=== Section Start ===
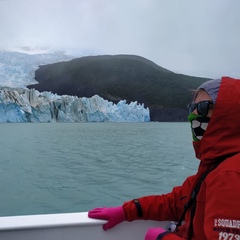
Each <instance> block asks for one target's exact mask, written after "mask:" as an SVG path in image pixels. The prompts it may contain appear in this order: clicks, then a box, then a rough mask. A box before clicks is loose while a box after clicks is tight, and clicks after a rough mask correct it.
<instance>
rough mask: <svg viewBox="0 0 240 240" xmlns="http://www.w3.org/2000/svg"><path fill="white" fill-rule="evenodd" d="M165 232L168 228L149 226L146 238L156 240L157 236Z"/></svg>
mask: <svg viewBox="0 0 240 240" xmlns="http://www.w3.org/2000/svg"><path fill="white" fill-rule="evenodd" d="M164 232H166V229H164V228H149V229H148V231H147V233H146V235H145V238H144V240H156V239H157V237H158V236H159V235H160V234H161V233H164ZM167 232H169V231H167Z"/></svg>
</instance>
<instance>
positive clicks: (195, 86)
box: [28, 55, 207, 121]
mask: <svg viewBox="0 0 240 240" xmlns="http://www.w3.org/2000/svg"><path fill="white" fill-rule="evenodd" d="M35 74H36V77H35V79H36V80H37V81H38V82H39V84H36V85H30V86H28V87H29V88H35V89H37V90H39V91H52V92H53V93H57V94H59V95H63V94H69V95H76V96H78V97H83V96H84V97H91V96H93V95H95V94H98V95H99V96H101V97H103V98H104V99H108V100H109V101H113V102H115V103H116V102H118V101H119V100H122V99H126V100H127V102H130V101H138V102H139V103H144V105H145V106H146V107H149V108H150V116H151V120H152V121H186V118H187V111H186V106H187V104H188V103H189V102H190V101H191V96H192V93H191V90H192V89H195V88H197V87H198V86H199V85H200V84H201V83H202V82H204V81H206V80H207V79H205V78H198V77H191V76H186V75H183V74H176V73H173V72H171V71H169V70H167V69H164V68H162V67H160V66H158V65H156V64H155V63H153V62H151V61H149V60H147V59H145V58H142V57H139V56H133V55H115V56H107V55H105V56H91V57H83V58H78V59H74V60H71V61H69V62H60V63H56V64H50V65H45V66H40V68H39V69H38V70H37V71H36V73H35Z"/></svg>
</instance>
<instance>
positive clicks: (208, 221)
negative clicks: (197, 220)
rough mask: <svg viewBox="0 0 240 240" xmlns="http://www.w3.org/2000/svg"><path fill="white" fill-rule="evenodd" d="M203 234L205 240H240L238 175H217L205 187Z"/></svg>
mask: <svg viewBox="0 0 240 240" xmlns="http://www.w3.org/2000/svg"><path fill="white" fill-rule="evenodd" d="M205 187H206V198H205V201H206V202H205V204H206V208H205V213H204V215H205V218H204V232H205V235H206V238H207V239H222V240H224V239H240V193H239V190H240V173H239V172H235V171H233V170H231V171H230V170H229V171H225V172H221V173H219V174H217V175H216V176H215V177H214V178H213V179H211V181H208V184H207V185H206V183H205Z"/></svg>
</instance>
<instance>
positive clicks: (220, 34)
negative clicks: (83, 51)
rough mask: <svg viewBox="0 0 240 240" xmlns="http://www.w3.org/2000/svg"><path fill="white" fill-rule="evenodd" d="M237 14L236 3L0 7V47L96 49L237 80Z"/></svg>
mask: <svg viewBox="0 0 240 240" xmlns="http://www.w3.org/2000/svg"><path fill="white" fill-rule="evenodd" d="M239 9H240V1H239V0H228V1H225V0H211V1H209V0H202V1H197V0H181V1H179V0H168V1H165V0H131V1H129V0H122V1H119V0H111V1H109V0H51V1H49V0H41V1H32V0H8V1H2V0H1V2H0V31H1V36H0V48H1V47H2V48H6V47H11V46H13V45H23V46H40V45H42V46H54V47H61V48H69V47H71V48H82V49H83V48H93V49H98V50H100V51H102V52H104V53H106V54H121V53H128V54H137V55H140V56H143V57H146V58H148V59H150V60H152V61H154V62H155V63H157V64H158V65H160V66H163V67H166V68H168V69H170V70H172V71H176V72H179V73H184V74H190V75H198V76H205V77H219V76H220V75H231V76H238V77H240V68H239V62H240V46H239V42H240V25H239V22H240V15H239Z"/></svg>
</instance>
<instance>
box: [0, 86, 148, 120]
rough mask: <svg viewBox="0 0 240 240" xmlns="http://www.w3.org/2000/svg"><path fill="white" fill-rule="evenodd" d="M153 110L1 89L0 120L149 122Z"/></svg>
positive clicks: (93, 96) (113, 103) (97, 97)
mask: <svg viewBox="0 0 240 240" xmlns="http://www.w3.org/2000/svg"><path fill="white" fill-rule="evenodd" d="M148 121H150V114H149V109H148V108H144V105H143V104H142V105H141V104H138V103H137V102H131V103H130V104H127V103H126V101H125V100H122V101H119V102H118V103H117V104H114V103H112V102H109V101H107V100H104V99H103V98H101V97H99V96H98V95H95V96H93V97H91V98H85V97H83V98H78V97H75V96H68V95H63V96H59V95H56V94H53V93H51V92H39V91H37V90H35V89H24V88H9V87H8V88H6V87H5V88H0V122H148Z"/></svg>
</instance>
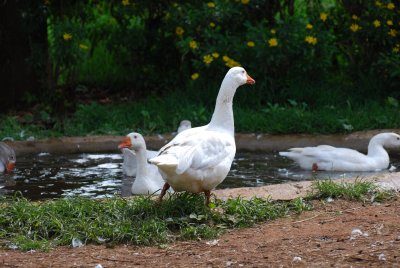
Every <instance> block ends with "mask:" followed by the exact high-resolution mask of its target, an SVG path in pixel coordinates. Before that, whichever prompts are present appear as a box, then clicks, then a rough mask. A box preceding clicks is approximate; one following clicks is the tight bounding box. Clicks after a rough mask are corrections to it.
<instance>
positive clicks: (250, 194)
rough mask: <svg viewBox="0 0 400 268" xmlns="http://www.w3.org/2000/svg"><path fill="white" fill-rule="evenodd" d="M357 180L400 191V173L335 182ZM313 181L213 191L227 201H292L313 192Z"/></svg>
mask: <svg viewBox="0 0 400 268" xmlns="http://www.w3.org/2000/svg"><path fill="white" fill-rule="evenodd" d="M356 180H364V181H371V182H374V184H375V185H377V186H378V187H379V188H380V189H382V190H393V191H396V192H399V191H400V173H399V172H395V173H387V174H382V175H371V176H365V177H358V176H357V177H352V178H345V179H335V180H334V182H337V183H341V182H346V183H351V182H354V181H356ZM312 190H313V189H312V181H299V182H290V183H282V184H272V185H267V186H260V187H242V188H232V189H221V190H214V191H212V192H213V193H214V194H215V195H216V196H217V197H218V198H220V199H223V200H224V199H227V198H231V197H232V198H235V197H238V196H240V197H242V198H244V199H250V198H254V197H259V198H268V197H270V198H271V199H272V200H292V199H295V198H297V197H306V196H307V195H308V194H309V193H311V192H312Z"/></svg>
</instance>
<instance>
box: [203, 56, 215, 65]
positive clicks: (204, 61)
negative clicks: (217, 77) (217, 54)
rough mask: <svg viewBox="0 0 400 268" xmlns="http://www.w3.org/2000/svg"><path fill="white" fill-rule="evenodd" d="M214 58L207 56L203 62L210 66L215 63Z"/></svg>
mask: <svg viewBox="0 0 400 268" xmlns="http://www.w3.org/2000/svg"><path fill="white" fill-rule="evenodd" d="M213 60H214V58H213V57H212V56H211V55H210V54H207V55H205V56H204V57H203V62H204V63H205V64H207V65H209V64H210V63H211V62H213Z"/></svg>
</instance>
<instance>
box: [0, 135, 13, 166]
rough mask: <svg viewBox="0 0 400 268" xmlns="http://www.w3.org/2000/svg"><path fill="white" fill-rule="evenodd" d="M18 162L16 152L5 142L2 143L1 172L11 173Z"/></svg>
mask: <svg viewBox="0 0 400 268" xmlns="http://www.w3.org/2000/svg"><path fill="white" fill-rule="evenodd" d="M15 162H16V157H15V152H14V150H13V149H12V148H11V147H10V146H9V145H7V144H6V143H4V142H0V172H4V171H7V172H11V171H12V170H13V169H14V166H15Z"/></svg>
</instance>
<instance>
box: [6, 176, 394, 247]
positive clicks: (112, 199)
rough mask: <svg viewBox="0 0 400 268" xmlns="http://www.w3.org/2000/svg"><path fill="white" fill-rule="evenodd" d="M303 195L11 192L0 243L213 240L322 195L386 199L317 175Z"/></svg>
mask: <svg viewBox="0 0 400 268" xmlns="http://www.w3.org/2000/svg"><path fill="white" fill-rule="evenodd" d="M313 187H314V192H313V193H312V195H310V196H309V197H307V198H306V199H302V198H296V199H294V200H292V201H289V202H278V201H272V200H270V199H261V198H252V199H250V200H245V199H242V198H240V197H238V198H233V199H228V200H225V201H223V200H219V199H214V201H213V203H211V207H212V208H211V209H210V208H207V207H206V206H204V198H203V197H202V195H195V194H188V193H180V194H177V193H175V194H173V195H171V196H169V197H166V198H165V199H164V200H163V202H162V203H161V204H159V205H157V204H156V203H155V201H154V200H153V199H152V198H150V197H143V196H142V197H135V198H129V199H124V198H121V197H114V198H110V199H102V200H96V199H88V198H65V199H56V200H47V201H43V202H32V201H29V200H27V199H25V198H22V197H19V196H16V197H14V198H5V197H3V198H2V199H1V200H0V207H1V210H0V245H1V246H3V247H5V248H12V247H14V248H18V249H20V250H23V251H25V250H31V249H38V250H48V249H49V248H51V247H54V246H58V245H71V243H72V240H73V239H79V240H81V241H82V242H83V243H84V244H89V243H92V244H105V245H106V246H114V245H117V244H122V243H130V244H134V245H165V244H167V243H171V242H173V241H177V240H198V239H212V238H216V237H218V236H219V235H220V234H221V233H223V232H225V231H226V230H227V229H233V228H245V227H250V226H252V225H254V224H255V223H259V222H265V221H269V220H274V219H277V218H281V217H285V216H288V215H291V214H300V213H302V212H304V211H307V210H311V209H312V205H311V202H310V201H311V200H314V199H325V198H327V197H333V198H337V199H338V198H344V199H347V200H356V201H363V202H365V201H367V200H369V201H370V202H374V201H385V200H388V199H390V198H391V197H393V195H392V194H391V193H390V192H383V191H379V190H378V189H377V188H376V186H374V184H373V183H372V182H367V181H363V180H357V181H355V182H353V183H335V182H333V181H331V180H319V181H316V182H314V184H313Z"/></svg>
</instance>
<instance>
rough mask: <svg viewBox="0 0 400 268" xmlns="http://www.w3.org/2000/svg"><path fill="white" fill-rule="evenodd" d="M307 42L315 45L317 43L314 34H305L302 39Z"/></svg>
mask: <svg viewBox="0 0 400 268" xmlns="http://www.w3.org/2000/svg"><path fill="white" fill-rule="evenodd" d="M304 40H305V41H306V42H307V43H309V44H310V45H315V44H316V43H317V38H316V37H314V36H310V35H307V36H306V38H305V39H304Z"/></svg>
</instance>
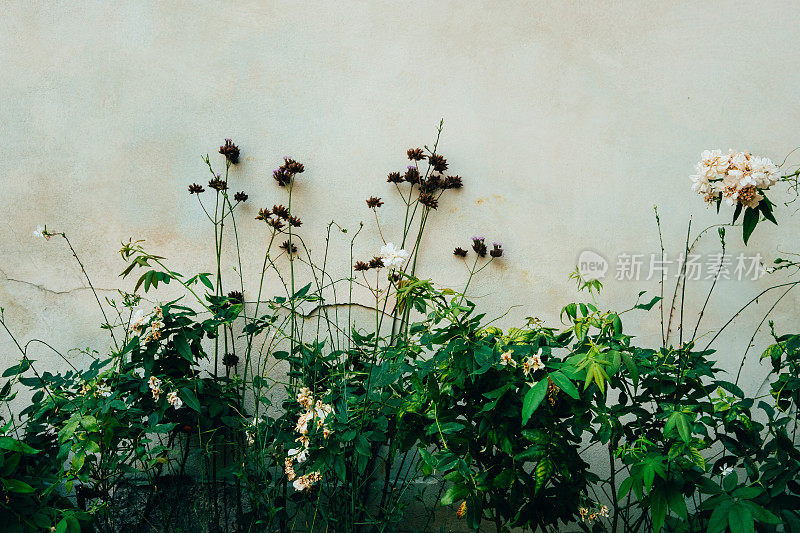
=== Section End ===
### Task brief:
Format the stretch of the material above, from its start through the line containing "232L168 228L149 226L146", as a numbered list with no blank lines and no pictures.

### Solution for this task:
1. Each <instance> block asks for one target's exact mask, written after "mask:" as an SVG path in image pixels. The prompts it may contain appear in this order: clicks, then a box, then a rough mask. A box before clicks is loose while a box after clicks is tight, and clicks after a rough mask correct it.
2. <instance>
3. rough mask: <svg viewBox="0 0 240 240" xmlns="http://www.w3.org/2000/svg"><path fill="white" fill-rule="evenodd" d="M165 232L168 228L149 226L146 238L156 240L157 236Z"/></svg>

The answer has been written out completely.